» REQUIRED ACTIONS:
1: In the article on the 1923 Ford-for-president movement, copy the passage that begins at the words "Henry Ford for" and stops after "the White House.", swapping "White House" for "Executive Mansion" throughout.
2: Render this sentence from the article on the 1923 Ford-for-president movement into Spanish: "By the early 1920s, Henry Ford was one of the most famous men in the world."
(TEXT SHOWN)
Henry Ford for President? The 1923 Movement That Almost Put an Automaker in the White House

In the summer of 1923, the United States found itself contemplating a question that sounds like it was generated by a malfunctioning civics textbook: Should Henry Ford be president?

Not “Should Henry Ford build more cars?” Not “Should Henry Ford pay his workers well enough to buy the cars they were building?” Not even “Should Henry Ford please stop publishing anti-Semitic nonsense in his newspaper before someone takes away his printing press and gives it to an adult?” Those were all fair questions, naturally. But the one circulating through newspapers, political clubs, farm organizations, and national straw polls was whether the creator of the Model T should become the next occupant of the White House.

This wasn’t just idle speculation. For a brief moment, it looked like it might actually happen—putting a President Ford in office roughly fifty years ahead of schedule.

Why this was a thing, and how it abruptly stopped being a thing, is a story that blends politics, celebrity, and a well-timed intervention by fate. In other words, it is American government in its purest form.

Henry Ford: Industrial Genius, Political Question Mark

By the early 1920s, Henry Ford was one of the most famous men in the world. The Ford Motor Company’s Model T had changed American life. Ford’s assembly line had transformed manufacturing. His famous $5 workday had made him seem, at least to many workers and reform-minded observers, like a different kind of capitalist: rich, yes, but somehow less top-hatted and mustache-twirling than the standard Wall Street villain of political cartoons.

This image required some careful squinting.
(End TEXT SHOWN)
(DATA TO EXAMINE)
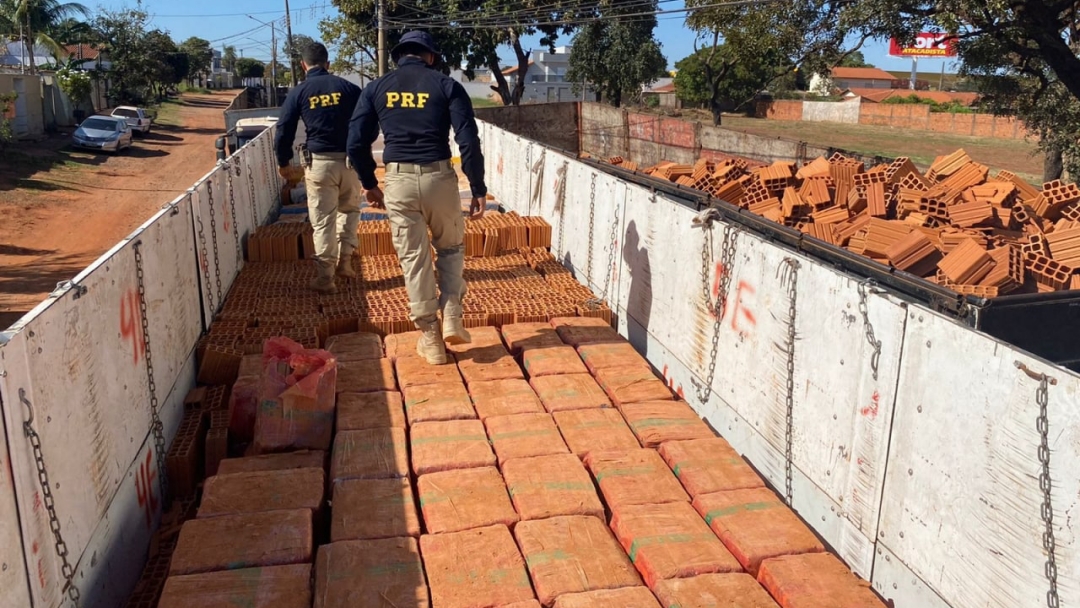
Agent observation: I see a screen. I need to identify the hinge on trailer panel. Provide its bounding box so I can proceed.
[49,281,86,300]
[779,257,801,506]
[859,279,885,380]
[132,240,170,508]
[18,389,82,608]
[1014,361,1061,608]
(End DATA TO EXAMINE)
» SOLVED PROBLEMS:
1:
Henry Ford for President? The 1923 Movement That Almost Put an Automaker in the Executive Mansion

In the summer of 1923, the United States found itself contemplating a question that sounds like it was generated by a malfunctioning civics textbook: Should Henry Ford be president?

Not “Should Henry Ford build more cars?” Not “Should Henry Ford pay his workers well enough to buy the cars they were building?” Not even “Should Henry Ford please stop publishing anti-Semitic nonsense in his newspaper before someone takes away his printing press and gives it to an adult?” Those were all fair questions, naturally. But the one circulating through newspapers, political clubs, farm organizations, and national straw polls was whether the creator of the Model T should become the next occupant of the Executive Mansion.

2: A principios de la década de 1920, Henry Ford era uno de los hombres más famosos del mundo.